- WORK TO COMPLETE
Find the lines of the listing that contain the string "yellow", and return them.

Top of GIVEN DATA

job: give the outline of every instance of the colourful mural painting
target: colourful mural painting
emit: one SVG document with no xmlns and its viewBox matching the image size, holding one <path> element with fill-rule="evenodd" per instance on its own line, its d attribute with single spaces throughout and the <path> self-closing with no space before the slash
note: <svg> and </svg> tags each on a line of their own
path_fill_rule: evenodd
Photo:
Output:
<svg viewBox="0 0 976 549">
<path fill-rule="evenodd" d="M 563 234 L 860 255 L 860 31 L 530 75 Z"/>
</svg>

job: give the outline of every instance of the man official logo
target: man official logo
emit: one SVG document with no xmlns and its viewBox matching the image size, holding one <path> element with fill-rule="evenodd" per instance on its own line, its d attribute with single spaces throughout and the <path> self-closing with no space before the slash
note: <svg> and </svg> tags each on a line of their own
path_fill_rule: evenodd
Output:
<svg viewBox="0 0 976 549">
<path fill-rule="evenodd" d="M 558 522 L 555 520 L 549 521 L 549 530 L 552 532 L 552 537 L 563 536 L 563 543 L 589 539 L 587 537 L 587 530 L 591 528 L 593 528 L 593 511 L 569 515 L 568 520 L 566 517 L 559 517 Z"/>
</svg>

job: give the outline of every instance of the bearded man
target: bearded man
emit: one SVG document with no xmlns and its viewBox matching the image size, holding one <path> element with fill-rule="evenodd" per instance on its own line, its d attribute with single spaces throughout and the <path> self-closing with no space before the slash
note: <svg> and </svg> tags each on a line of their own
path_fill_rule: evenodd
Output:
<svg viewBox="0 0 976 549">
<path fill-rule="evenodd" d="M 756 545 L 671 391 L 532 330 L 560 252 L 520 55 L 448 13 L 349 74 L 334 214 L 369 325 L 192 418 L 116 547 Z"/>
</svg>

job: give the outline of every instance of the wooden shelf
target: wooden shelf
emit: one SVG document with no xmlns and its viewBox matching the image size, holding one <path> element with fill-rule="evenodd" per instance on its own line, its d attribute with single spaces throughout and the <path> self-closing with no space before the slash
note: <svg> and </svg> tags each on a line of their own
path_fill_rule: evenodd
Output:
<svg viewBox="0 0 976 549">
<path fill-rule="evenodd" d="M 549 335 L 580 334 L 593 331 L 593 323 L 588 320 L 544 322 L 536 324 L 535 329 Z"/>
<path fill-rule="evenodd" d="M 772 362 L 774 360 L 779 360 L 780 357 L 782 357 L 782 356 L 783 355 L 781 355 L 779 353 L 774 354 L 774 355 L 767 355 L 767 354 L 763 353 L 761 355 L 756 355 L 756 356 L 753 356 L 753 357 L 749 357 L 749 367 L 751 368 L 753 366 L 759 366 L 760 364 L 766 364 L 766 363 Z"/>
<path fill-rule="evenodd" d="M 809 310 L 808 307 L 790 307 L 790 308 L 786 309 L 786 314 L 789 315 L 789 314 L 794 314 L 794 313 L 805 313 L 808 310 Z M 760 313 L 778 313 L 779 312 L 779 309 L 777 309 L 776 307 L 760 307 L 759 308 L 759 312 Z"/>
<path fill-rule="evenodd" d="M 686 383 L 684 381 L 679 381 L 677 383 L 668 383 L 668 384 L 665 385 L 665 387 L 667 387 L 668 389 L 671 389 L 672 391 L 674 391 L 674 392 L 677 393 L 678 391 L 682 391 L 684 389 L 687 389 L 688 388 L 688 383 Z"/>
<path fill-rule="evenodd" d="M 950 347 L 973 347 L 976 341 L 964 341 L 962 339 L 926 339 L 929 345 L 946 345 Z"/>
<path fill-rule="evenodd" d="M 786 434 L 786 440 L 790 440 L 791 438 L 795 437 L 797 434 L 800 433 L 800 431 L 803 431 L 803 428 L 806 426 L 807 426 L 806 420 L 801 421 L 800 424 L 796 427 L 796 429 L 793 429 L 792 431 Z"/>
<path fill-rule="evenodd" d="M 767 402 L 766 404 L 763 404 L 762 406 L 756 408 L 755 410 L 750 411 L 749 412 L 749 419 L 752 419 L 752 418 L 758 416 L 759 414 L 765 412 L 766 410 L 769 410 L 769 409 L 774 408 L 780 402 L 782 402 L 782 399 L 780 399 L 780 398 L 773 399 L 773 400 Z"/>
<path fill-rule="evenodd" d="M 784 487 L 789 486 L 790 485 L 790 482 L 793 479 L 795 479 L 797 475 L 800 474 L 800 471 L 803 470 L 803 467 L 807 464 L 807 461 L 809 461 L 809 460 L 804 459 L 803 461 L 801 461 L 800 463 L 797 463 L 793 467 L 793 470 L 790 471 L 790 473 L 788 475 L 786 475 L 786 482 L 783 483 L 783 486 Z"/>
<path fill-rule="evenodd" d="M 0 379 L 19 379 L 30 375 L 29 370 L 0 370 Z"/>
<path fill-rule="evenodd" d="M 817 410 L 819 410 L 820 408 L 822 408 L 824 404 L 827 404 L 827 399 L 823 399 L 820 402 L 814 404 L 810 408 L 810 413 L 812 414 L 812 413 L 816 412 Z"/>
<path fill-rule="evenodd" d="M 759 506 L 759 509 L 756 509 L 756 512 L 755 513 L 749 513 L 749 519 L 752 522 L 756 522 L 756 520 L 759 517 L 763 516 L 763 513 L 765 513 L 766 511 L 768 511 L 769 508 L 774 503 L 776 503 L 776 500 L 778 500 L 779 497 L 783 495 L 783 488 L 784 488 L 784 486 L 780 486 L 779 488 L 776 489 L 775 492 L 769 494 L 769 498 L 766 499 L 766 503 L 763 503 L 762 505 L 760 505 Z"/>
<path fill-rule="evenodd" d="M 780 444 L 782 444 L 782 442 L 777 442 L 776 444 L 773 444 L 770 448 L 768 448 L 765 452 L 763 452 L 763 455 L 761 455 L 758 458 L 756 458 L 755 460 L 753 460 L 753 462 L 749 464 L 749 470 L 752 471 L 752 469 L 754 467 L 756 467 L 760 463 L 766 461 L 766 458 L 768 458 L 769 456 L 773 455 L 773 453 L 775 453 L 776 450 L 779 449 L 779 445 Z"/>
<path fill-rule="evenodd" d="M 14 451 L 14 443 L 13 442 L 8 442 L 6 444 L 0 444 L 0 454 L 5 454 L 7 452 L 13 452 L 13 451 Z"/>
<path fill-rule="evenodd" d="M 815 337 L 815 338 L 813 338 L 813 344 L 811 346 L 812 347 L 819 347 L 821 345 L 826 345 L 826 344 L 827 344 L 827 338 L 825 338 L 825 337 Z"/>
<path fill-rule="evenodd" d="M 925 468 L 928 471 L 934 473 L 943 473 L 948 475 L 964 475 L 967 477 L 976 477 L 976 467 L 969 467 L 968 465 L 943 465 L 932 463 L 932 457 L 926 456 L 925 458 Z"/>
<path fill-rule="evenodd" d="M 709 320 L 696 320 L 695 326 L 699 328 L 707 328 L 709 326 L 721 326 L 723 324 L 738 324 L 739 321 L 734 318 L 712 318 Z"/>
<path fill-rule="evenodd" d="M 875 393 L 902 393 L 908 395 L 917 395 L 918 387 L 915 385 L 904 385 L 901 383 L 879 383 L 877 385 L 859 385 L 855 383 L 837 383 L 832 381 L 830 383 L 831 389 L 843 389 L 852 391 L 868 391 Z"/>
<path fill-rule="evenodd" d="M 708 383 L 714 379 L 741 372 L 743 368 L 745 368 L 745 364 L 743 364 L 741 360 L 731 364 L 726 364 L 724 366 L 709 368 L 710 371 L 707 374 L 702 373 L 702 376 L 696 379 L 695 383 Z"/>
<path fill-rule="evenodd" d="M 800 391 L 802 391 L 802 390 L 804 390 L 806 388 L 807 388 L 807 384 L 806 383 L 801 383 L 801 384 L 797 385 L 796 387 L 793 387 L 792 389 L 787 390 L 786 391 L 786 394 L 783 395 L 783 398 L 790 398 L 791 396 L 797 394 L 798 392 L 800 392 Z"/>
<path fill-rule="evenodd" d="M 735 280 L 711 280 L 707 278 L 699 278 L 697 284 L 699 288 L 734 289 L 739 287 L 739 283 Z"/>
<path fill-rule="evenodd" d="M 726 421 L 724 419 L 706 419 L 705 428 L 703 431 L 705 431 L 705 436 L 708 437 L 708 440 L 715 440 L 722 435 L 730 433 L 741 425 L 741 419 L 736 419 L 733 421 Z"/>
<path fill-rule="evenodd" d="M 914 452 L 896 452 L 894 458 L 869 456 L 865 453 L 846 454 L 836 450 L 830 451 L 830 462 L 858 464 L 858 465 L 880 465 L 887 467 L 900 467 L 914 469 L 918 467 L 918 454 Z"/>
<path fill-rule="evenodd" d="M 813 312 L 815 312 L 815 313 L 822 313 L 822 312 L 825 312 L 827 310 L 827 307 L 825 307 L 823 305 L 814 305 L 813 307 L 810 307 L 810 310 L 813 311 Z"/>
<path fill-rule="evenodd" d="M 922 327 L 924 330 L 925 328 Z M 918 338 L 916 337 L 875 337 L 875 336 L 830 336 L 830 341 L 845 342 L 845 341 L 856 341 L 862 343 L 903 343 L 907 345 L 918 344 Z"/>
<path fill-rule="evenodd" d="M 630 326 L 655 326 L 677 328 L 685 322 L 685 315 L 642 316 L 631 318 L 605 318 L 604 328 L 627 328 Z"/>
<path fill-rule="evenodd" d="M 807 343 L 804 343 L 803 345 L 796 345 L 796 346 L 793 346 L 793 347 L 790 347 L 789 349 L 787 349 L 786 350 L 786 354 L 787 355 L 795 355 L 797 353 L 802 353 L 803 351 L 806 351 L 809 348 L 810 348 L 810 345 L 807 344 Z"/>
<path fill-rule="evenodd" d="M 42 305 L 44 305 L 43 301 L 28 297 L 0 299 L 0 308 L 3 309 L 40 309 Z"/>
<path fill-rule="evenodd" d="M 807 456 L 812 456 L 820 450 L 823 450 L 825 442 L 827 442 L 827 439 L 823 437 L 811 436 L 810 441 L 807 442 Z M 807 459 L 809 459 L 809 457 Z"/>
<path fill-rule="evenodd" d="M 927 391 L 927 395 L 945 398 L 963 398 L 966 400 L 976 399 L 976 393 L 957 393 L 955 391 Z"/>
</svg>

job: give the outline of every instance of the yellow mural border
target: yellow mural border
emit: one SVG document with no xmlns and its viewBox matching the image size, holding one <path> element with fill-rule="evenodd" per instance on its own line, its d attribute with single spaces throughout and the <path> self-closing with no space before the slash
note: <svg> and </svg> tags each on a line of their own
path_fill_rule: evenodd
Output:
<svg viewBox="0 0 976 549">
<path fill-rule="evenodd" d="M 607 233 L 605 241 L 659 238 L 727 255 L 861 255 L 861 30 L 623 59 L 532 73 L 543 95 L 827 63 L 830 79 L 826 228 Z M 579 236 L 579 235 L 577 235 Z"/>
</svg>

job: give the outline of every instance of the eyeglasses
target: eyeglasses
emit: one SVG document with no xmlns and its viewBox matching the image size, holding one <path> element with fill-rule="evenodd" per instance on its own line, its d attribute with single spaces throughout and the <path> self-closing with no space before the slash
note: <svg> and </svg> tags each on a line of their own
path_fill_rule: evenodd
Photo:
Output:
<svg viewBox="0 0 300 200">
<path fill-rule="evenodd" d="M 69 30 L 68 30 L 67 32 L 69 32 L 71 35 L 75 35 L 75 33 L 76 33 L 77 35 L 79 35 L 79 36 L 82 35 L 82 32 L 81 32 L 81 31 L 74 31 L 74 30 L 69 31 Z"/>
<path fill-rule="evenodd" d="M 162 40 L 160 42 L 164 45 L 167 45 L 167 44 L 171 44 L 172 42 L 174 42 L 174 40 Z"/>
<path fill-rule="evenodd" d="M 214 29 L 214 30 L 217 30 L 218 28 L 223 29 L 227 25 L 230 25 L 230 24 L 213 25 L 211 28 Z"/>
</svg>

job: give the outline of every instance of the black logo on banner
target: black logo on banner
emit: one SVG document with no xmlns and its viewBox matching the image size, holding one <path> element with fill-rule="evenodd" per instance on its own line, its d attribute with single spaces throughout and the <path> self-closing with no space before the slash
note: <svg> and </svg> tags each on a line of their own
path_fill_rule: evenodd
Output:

Bottom of GIVEN DATA

- SOLUTION
job: give the outline of every instance of the yellow mural border
target: yellow mural border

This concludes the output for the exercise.